[Annotation data for object locations]
·····

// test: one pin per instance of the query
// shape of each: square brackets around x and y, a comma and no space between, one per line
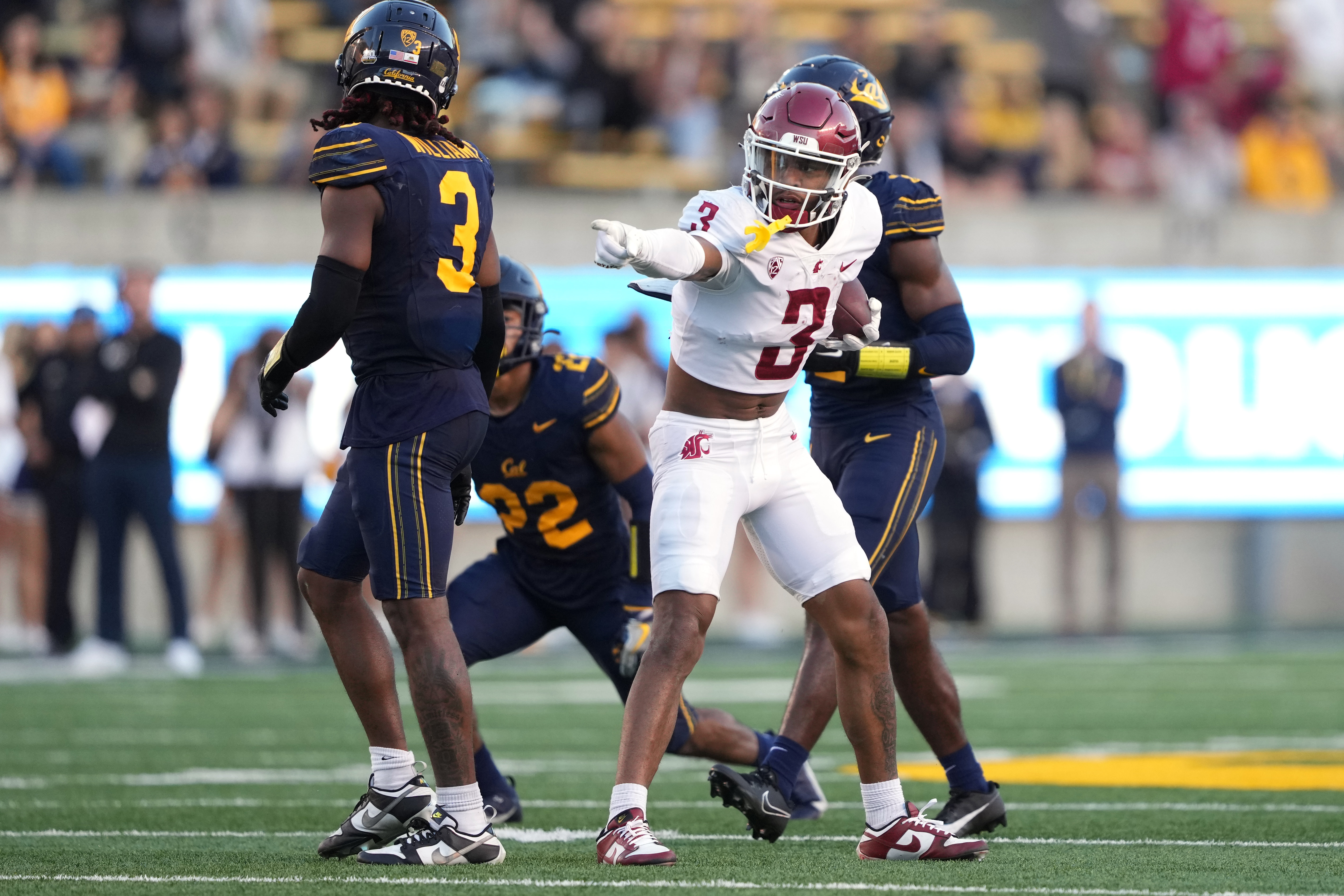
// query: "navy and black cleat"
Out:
[756,796]
[970,812]
[380,816]
[506,804]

·····

What you have to do: Give back every line above word for word, leaving the pictures out.

Answer:
// test: one pin per instance of the query
// shape of each: square brackets around x and y, a comma and no space between, one per line
// query: "navy and black cleat"
Out:
[756,796]
[970,812]
[380,816]
[506,804]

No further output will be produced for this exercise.